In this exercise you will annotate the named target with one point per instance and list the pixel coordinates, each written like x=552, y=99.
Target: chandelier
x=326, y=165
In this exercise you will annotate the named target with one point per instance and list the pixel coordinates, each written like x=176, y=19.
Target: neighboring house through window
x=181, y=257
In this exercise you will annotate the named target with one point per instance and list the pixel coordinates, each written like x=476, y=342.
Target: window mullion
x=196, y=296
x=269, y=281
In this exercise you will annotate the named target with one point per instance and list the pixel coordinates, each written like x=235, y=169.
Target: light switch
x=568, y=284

...

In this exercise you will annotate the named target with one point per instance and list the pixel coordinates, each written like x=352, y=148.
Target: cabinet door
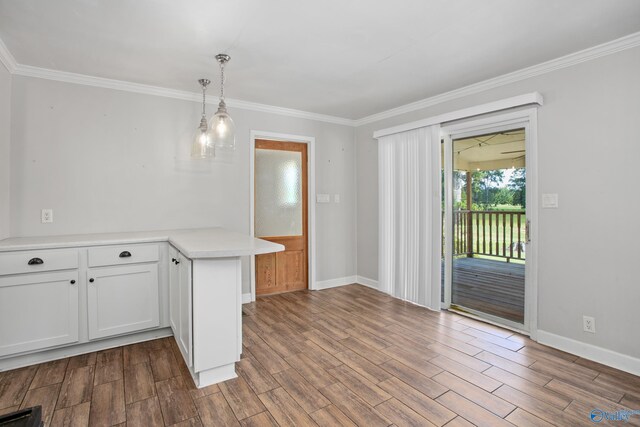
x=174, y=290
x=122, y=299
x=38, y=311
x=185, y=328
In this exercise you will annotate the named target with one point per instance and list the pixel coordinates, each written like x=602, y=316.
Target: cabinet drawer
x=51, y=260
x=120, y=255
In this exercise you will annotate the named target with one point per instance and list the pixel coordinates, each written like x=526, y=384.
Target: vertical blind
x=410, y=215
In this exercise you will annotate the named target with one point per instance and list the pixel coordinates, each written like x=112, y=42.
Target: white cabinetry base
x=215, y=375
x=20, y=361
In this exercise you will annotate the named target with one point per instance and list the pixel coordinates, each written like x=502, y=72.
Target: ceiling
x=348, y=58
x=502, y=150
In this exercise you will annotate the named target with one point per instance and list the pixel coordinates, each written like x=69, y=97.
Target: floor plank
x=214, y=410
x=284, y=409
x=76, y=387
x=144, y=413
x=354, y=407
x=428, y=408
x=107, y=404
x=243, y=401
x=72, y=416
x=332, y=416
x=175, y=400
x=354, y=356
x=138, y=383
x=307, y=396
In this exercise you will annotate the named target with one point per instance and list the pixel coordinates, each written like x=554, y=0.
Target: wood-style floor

• **EXERCISE REQUIREMENTS**
Retype, exactly and with no pictures, everything above from the line with "Target: cabinet door" down to the line with "Target: wood-style floor", both included.

• **SOLUTION TO THE EXERCISE**
Target: cabinet door
x=174, y=290
x=122, y=299
x=38, y=311
x=185, y=328
In this exercise you will annotate the named target with one point per instance and list the pixel coordinates, each written like x=602, y=316.
Target: cabinet drawer
x=51, y=260
x=120, y=255
In this exercise you will annotate the named target with one point per instance and list the pixel coordinates, each written like x=526, y=384.
Target: vertical blind
x=410, y=215
In this exercise you will annotate the named target with one point per instance and list the pixel coordinates, each written like x=112, y=42.
Target: white cabinetry base
x=215, y=375
x=20, y=361
In this exercise you will annotate the named target with one point per instance and list the pixel coordinates, each written like x=502, y=72.
Target: ceiling
x=348, y=58
x=502, y=150
In this exercise you will annotate the named target with one point per instance and list the pixel coordinates, each written like x=69, y=97.
Target: floor plank
x=214, y=410
x=284, y=409
x=76, y=387
x=144, y=413
x=354, y=407
x=428, y=408
x=107, y=404
x=243, y=401
x=72, y=416
x=332, y=416
x=175, y=400
x=354, y=356
x=138, y=383
x=307, y=396
In this exercise you will annotate the named target with one point per instance and list the pixel coordinates, each written like x=554, y=0.
Target: wood-style floor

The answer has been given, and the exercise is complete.